**Passage shown:**
# # # #

It was the claimant who raised first the question of ADR on 27 April 2023. This was followed by a further offer that would have had significant benefits to the third defendant had it been accepted. Critically the third defendant chose not to engage with the offer and was unspecific about the form of ADR she proposed. The letter of 7 June 2023 adds little because the third defendant decided to refer back to ADR on the day the offer made on 24 May 2023 expired without having responded to the offer. The claimant was entitled to know what view the third defendant took of the offer before committing himself to a form of ADR.

(5)

The merits of the claim were weighted heavily in favour of the claimant. The third defendant knew of the basis upon which the claim was made from the claimant’s letter before claim and the follow-up letter from Russell Cooke and had a clear idea of the evidence that was relied upon from the first defendant’s letter to the Probate Registry dated 30 December 2018. The third defendant had no positive evidence to rely upon of any weight or value. Instead of leaving it to the claimant to prove his claim, she actively opposed it and by doing so took her chances albeit she had no positive case.

26.

Nevertheless, the claimant’s failure to engage more positively with ADR and in particular mediation, ENE or Chancery FDR in April 2023 without providing any explanation is surprising.

27.

# # # #

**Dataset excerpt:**
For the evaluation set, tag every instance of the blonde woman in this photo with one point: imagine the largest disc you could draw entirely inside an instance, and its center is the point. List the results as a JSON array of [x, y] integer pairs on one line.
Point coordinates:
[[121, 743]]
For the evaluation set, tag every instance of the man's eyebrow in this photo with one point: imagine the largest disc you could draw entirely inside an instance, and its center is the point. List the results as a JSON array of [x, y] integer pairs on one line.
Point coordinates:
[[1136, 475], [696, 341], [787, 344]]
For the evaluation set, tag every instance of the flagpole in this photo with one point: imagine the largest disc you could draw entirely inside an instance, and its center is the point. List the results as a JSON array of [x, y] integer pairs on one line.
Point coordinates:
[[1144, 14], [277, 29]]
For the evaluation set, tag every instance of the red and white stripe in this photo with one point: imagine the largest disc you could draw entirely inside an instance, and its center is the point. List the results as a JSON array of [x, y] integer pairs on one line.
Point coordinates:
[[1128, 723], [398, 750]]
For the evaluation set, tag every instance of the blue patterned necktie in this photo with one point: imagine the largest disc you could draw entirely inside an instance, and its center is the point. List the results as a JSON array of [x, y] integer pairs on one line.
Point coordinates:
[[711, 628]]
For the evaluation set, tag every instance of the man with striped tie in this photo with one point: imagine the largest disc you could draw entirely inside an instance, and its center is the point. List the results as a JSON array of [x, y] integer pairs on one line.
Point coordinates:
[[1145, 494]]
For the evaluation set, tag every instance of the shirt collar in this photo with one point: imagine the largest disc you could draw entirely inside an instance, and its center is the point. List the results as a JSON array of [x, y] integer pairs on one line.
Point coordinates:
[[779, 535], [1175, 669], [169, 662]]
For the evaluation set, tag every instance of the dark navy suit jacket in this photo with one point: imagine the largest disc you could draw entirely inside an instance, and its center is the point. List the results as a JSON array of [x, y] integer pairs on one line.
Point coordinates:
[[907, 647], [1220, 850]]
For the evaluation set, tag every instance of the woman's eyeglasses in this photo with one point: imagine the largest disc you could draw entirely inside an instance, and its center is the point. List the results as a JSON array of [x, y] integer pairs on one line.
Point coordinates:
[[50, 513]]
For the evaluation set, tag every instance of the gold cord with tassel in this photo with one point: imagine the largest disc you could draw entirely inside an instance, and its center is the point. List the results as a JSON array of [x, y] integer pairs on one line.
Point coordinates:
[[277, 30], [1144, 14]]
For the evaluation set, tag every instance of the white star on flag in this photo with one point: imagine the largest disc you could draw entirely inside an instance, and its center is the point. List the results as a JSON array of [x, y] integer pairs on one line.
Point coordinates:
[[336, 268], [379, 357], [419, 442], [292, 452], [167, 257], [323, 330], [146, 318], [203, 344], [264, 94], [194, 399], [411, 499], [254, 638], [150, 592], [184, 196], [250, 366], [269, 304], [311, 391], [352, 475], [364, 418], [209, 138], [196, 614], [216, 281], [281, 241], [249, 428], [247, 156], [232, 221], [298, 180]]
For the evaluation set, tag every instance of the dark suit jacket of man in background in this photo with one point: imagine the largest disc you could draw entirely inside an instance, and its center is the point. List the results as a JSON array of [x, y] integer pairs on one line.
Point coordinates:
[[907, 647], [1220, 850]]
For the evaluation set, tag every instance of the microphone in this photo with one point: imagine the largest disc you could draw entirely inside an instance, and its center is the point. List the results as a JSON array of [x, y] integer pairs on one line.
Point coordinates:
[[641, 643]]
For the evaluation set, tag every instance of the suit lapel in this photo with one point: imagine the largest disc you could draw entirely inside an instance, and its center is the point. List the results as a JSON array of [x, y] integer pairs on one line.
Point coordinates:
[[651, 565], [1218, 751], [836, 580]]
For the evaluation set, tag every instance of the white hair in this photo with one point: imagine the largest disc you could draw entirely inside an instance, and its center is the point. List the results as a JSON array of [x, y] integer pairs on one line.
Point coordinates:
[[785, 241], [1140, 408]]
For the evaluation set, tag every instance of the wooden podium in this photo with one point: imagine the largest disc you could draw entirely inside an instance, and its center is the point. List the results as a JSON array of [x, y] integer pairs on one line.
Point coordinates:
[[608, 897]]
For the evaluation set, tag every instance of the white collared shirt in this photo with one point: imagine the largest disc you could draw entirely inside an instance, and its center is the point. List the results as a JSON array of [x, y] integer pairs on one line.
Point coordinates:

# # # #

**What you need to do:**
• a. According to the passage on ADR, on what date did the claimant first raise the question of ADR?
• b. Reproduce the part of the passage on ADR that begins at "Nevertheless, the claimant’s" and stops after "explanation is surprising.".
The lines were taken from a separate source and are unrelated to the passage on ADR.

**Results by task:**
• a. 27 April 2023.

• b.
Nevertheless, the claimant’s failure to engage more positively with ADR and in particular mediation, ENE or Chancery FDR in April 2023 without providing any explanation is surprising.